Directions: Give the data from the line containing "as (34, 300)." down through the line containing "(1010, 543)" as a two-column CSV headed input and output, with one row per text-and-answer pair. Put each text and each answer in a single quoted field, with line breaks turned into spaces.
[start Provided records]
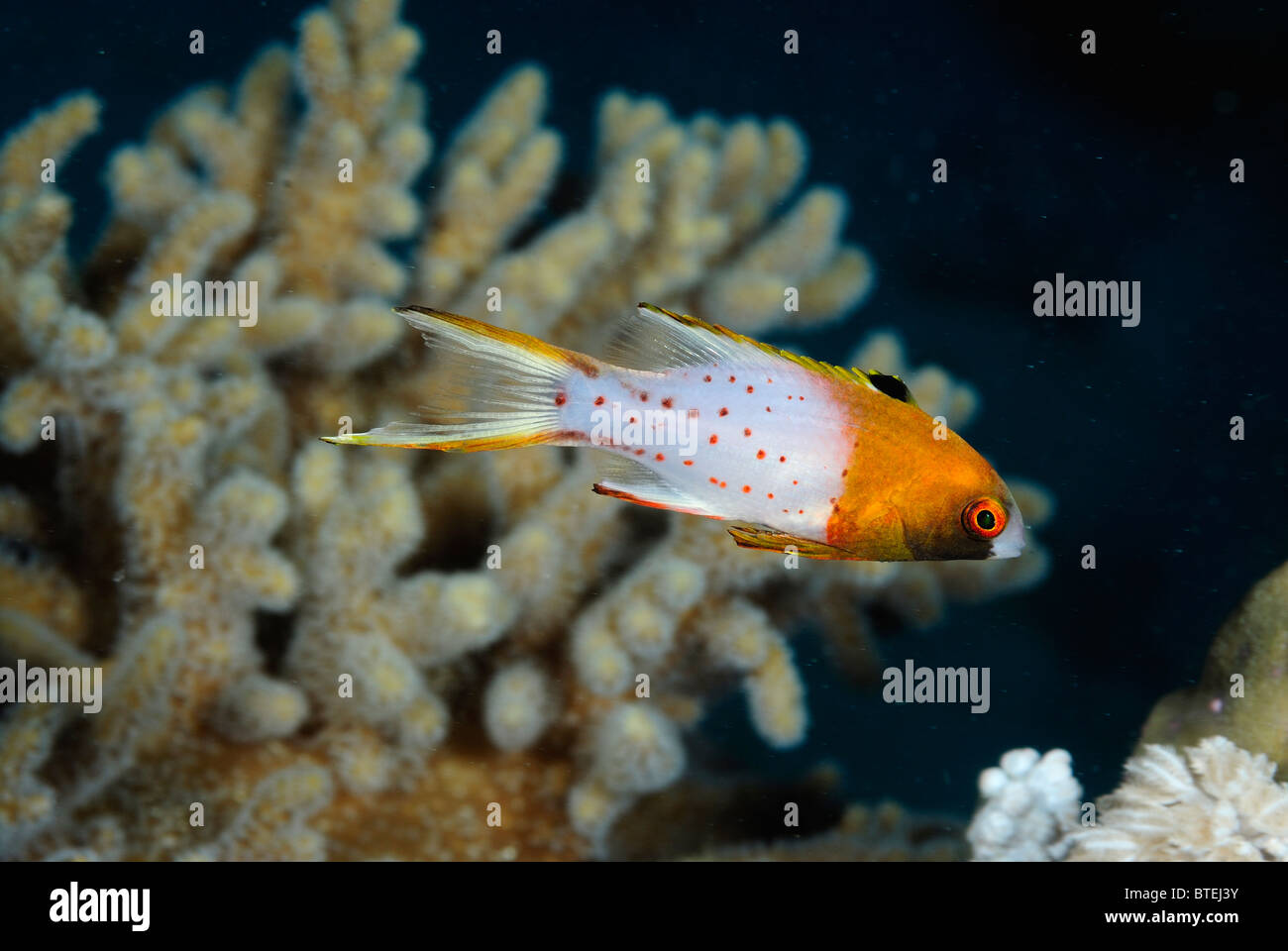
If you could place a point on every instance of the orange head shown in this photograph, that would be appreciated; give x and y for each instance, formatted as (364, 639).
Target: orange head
(915, 489)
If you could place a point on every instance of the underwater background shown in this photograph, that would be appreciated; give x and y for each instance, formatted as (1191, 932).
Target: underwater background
(1113, 166)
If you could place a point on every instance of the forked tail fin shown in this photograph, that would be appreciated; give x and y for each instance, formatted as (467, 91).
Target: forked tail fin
(493, 388)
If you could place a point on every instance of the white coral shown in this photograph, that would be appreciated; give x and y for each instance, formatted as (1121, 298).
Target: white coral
(1029, 806)
(1216, 801)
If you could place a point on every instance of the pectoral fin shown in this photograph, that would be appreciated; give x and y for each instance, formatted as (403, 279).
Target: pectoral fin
(767, 540)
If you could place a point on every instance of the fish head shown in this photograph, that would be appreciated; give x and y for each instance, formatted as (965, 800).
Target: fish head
(961, 509)
(921, 492)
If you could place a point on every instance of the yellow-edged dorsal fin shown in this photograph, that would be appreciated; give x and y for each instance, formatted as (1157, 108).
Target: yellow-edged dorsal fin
(668, 343)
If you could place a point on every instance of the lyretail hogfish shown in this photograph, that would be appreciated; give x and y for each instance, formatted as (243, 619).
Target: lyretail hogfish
(696, 418)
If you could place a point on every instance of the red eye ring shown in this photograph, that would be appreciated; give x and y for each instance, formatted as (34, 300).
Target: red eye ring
(984, 518)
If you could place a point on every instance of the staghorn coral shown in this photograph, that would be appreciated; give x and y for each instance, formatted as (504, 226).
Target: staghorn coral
(1216, 801)
(1029, 805)
(1241, 690)
(359, 655)
(1211, 801)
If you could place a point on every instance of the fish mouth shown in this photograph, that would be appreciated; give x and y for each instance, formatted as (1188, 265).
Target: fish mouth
(1010, 543)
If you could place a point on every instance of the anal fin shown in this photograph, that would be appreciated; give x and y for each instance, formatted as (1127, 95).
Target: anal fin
(625, 478)
(769, 540)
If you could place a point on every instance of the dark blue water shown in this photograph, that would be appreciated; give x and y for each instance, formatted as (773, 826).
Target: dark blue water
(1113, 166)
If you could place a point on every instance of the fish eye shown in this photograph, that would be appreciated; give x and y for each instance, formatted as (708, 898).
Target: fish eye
(984, 518)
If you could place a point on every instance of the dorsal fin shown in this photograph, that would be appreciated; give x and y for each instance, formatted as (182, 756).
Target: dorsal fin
(892, 385)
(660, 339)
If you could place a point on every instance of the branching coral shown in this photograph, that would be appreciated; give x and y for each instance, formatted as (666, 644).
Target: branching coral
(385, 654)
(1029, 806)
(1212, 801)
(1215, 801)
(1243, 689)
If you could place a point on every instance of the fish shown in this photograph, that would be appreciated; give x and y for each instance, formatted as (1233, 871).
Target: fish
(798, 455)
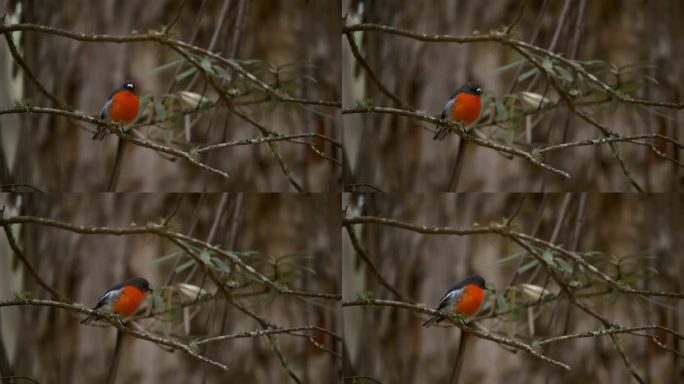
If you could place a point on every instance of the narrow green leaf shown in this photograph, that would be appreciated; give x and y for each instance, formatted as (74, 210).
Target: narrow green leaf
(506, 259)
(565, 74)
(158, 301)
(185, 266)
(221, 265)
(501, 302)
(206, 257)
(166, 66)
(165, 257)
(563, 265)
(501, 111)
(529, 73)
(206, 65)
(548, 258)
(506, 67)
(186, 73)
(159, 110)
(527, 266)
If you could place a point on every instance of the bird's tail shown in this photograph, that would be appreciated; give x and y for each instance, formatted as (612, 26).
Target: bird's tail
(90, 319)
(434, 320)
(101, 132)
(442, 131)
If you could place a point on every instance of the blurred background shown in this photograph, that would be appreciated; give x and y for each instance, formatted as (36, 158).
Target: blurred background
(638, 39)
(631, 237)
(290, 45)
(294, 237)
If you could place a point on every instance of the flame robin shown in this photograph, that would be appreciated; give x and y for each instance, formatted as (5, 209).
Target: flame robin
(464, 106)
(123, 298)
(122, 106)
(463, 298)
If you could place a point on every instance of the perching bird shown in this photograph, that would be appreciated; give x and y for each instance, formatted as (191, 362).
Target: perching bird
(123, 298)
(464, 298)
(464, 106)
(122, 106)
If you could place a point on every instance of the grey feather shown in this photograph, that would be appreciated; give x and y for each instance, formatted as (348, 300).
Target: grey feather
(441, 130)
(104, 115)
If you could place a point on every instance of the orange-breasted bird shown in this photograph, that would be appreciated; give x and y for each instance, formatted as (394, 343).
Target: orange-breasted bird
(464, 298)
(464, 105)
(122, 106)
(123, 298)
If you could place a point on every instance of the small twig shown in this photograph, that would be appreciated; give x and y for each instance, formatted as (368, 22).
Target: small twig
(484, 143)
(487, 336)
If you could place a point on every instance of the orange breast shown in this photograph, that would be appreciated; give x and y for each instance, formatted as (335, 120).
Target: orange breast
(466, 108)
(471, 300)
(129, 301)
(125, 107)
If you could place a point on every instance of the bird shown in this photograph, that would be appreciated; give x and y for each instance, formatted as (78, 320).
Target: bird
(463, 298)
(464, 106)
(122, 106)
(123, 298)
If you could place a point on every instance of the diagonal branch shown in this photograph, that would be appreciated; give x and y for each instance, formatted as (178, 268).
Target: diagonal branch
(487, 336)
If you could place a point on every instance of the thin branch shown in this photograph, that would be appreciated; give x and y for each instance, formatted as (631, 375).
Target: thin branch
(115, 321)
(502, 38)
(264, 332)
(114, 129)
(609, 331)
(512, 234)
(488, 336)
(176, 238)
(261, 140)
(482, 142)
(160, 37)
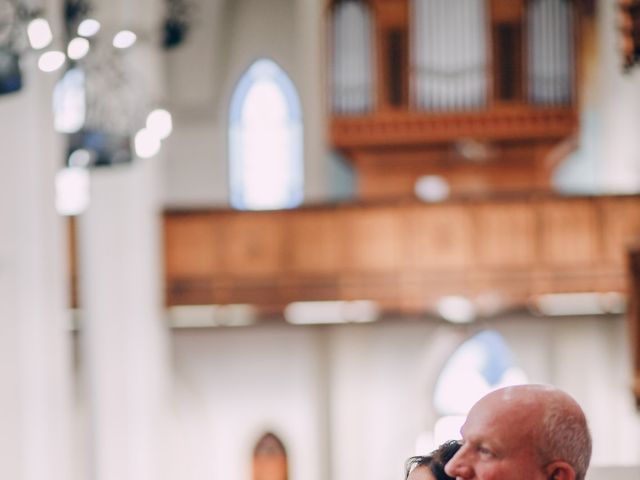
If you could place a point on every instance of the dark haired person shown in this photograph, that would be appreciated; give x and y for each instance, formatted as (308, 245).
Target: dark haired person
(431, 467)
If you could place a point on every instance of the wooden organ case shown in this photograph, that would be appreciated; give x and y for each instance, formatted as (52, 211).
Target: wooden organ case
(482, 94)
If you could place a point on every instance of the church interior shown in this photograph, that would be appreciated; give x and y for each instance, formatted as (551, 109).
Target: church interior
(298, 239)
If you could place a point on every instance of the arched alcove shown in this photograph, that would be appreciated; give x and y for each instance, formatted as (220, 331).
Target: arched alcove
(269, 459)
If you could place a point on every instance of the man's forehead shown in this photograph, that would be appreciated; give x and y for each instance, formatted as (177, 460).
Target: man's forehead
(496, 417)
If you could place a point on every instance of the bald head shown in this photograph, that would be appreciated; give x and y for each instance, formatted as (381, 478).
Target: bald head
(537, 429)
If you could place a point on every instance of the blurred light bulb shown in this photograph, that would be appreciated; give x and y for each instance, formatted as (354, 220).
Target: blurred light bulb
(72, 191)
(51, 61)
(160, 123)
(80, 158)
(88, 27)
(431, 188)
(78, 48)
(124, 39)
(147, 144)
(39, 33)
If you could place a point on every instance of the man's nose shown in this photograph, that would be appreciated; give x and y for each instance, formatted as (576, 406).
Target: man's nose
(458, 467)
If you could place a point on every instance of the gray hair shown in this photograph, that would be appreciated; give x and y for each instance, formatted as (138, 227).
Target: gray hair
(565, 436)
[end Provided records]
Output for this exercise:
input,output
"If you could place a point on every instance of the red eye ring shown in this photograph, that would be appreciated; give x and y for each instance, formatted as (34, 300). Target: red eye ring","(984, 518)"
"If you could place a point on every instance of the staghorn coral shown in this photograph, that would be appreciated; give x and y for each instance, formatted as (504, 226). Target: staghorn coral","(1216, 801) (1029, 805) (1241, 690) (359, 655) (1211, 801)"
"If you could place a point on every instance of the fish mouth shown in this photograph, that would be appreciated; give x and y for each instance, formatted as (1188, 265). Target: fish mouth","(1010, 543)"